▶ EXERCISE DESCRIPTION:
Without dropping or altering a single word, give the listing again.

--*--

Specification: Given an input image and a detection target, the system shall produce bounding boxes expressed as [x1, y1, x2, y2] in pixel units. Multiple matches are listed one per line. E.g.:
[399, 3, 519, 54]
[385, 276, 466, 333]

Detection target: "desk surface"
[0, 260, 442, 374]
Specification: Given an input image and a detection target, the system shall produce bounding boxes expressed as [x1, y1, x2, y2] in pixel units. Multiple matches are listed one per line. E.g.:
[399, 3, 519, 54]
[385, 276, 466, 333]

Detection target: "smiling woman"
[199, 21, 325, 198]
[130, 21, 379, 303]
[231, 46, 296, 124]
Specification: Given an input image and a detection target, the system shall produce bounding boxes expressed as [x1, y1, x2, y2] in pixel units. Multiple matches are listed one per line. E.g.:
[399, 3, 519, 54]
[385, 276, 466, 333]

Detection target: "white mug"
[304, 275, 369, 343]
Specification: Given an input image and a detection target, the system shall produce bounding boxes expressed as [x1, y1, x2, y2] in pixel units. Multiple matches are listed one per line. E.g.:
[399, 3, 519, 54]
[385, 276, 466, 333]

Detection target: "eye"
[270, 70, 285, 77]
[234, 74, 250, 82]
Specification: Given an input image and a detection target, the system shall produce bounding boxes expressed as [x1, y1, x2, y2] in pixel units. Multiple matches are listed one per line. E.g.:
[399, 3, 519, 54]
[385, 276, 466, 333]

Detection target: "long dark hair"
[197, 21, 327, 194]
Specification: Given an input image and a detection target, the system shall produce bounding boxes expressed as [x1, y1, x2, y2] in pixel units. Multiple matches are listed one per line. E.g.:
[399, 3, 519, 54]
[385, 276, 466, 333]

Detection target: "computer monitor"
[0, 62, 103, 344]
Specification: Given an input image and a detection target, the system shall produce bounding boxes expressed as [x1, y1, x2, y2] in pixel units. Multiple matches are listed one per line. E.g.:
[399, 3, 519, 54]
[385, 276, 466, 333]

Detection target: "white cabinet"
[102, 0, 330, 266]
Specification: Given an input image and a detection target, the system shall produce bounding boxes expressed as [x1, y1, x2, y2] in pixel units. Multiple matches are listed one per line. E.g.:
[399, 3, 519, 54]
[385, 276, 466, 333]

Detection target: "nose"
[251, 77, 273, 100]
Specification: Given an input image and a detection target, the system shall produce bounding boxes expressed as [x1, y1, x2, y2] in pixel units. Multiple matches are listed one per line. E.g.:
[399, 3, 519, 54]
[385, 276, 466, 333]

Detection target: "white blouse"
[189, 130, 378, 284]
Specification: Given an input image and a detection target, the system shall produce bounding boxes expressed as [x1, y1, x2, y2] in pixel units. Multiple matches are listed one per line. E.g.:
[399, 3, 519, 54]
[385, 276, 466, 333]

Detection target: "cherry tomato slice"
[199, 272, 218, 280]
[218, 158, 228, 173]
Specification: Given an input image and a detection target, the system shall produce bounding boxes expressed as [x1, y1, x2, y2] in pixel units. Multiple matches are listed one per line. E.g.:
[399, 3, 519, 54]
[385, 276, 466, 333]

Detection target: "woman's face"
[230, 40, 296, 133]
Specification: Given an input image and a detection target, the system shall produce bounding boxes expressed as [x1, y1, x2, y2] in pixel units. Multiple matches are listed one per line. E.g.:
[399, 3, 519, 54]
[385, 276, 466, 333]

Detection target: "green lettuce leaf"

--*--

▶ RESULT:
Specification: Given an input image and a detection target, the system shall produce bounding boxes expressed as [x1, y1, x2, y2] in pixel units. Multiple matches are listed one per line. E.g.:
[399, 3, 519, 54]
[385, 276, 466, 333]

Detection target: "desk surface"
[0, 260, 442, 374]
Specification: Given an input image and a detection target, the system shall produce bounding boxes expressed as [x1, y1, x2, y2] in pixel units. Multiple matches are listed one per line. E.g.:
[399, 3, 519, 54]
[385, 276, 466, 333]

Detection target: "smiling woman"
[199, 21, 325, 198]
[130, 21, 379, 303]
[231, 46, 296, 124]
Specification: Given an input image and a detection target, the system shall produce bounding boxes expressed as [x1, y1, x2, y2] in pixel units. Multiple matches are listed one per line. E.g.:
[399, 3, 519, 54]
[385, 276, 466, 333]

Detection target: "white mug"
[304, 275, 369, 343]
Specification: Given an input image and a detection target, the system shall produce bounding boxes expressed as [x1, y1, x2, y2] in pixel units. Multiple matches are listed one per line. E.g.:
[399, 3, 519, 54]
[385, 276, 466, 333]

Detection target: "eye"
[270, 70, 285, 77]
[234, 74, 250, 82]
Specification: Given an input image and a detection target, the system shall produce bounding boxes expressed as [x1, y1, x2, y2] in pixel units. Multiple matches are listed one per line. E.g.:
[399, 3, 519, 54]
[385, 276, 466, 333]

Detection target: "long dark hair"
[197, 21, 327, 194]
Specification: Given an input image and a detection target, the system shall produce bounding boxes expressed as [x1, y1, x2, y2] in pixel units. Multiple matches are listed one per line. E.g.:
[399, 3, 519, 54]
[385, 276, 466, 333]

Detection target: "computer monitor"
[0, 62, 103, 344]
Specification: Given an input image and a detection target, the system shall produce bounding boxes expressed as [x1, y1, x2, y2] in pixel units. Multiple matches are listed one per line. E.g.:
[399, 3, 519, 54]
[385, 276, 466, 333]

Detection target: "white cabinet"
[102, 0, 330, 266]
Specification: Given an input image and a detection target, the system shall produce bounding boxes expressed as [x1, y1, x2, y2] in pixel units. Multiple matches are listed one per line. E.g.:
[399, 3, 519, 54]
[385, 276, 466, 333]

Detection target: "nose"
[251, 77, 273, 100]
Specification: Given an input image and a detection target, the system shall produce bounding boxes expressed as [x1, y1, x2, y2] in pixel units. Multiple matches are listed one per line. E.g.:
[399, 3, 519, 54]
[385, 276, 466, 333]

Detection target: "white blouse"
[189, 130, 378, 284]
Specification: Given an input image and a detection target, the system shall produce bounding boxes expressed as [x1, y1, x2, y2] in pixel units. Multiple matches are listed one per line. E.g.:
[399, 3, 519, 54]
[385, 276, 466, 333]

Detection target: "cherry tomato slice"
[199, 272, 218, 280]
[218, 158, 228, 173]
Specification: Given an input image and a detection target, the system shall produce bounding boxes expressed as [x1, y1, x2, y2] in pixel units. Multiple matches are listed one per line. E.g.:
[399, 3, 519, 54]
[385, 276, 466, 333]

Detection target: "woman's face"
[230, 40, 296, 133]
Specification: Given an input image and a detection target, the system shall produce bounding boxes expressed as [x1, y1, x2, y2] in pixel units. Multiple matches are listed one per line. E.g.:
[399, 3, 519, 54]
[385, 276, 466, 333]

Detection target: "green lettuce leaf"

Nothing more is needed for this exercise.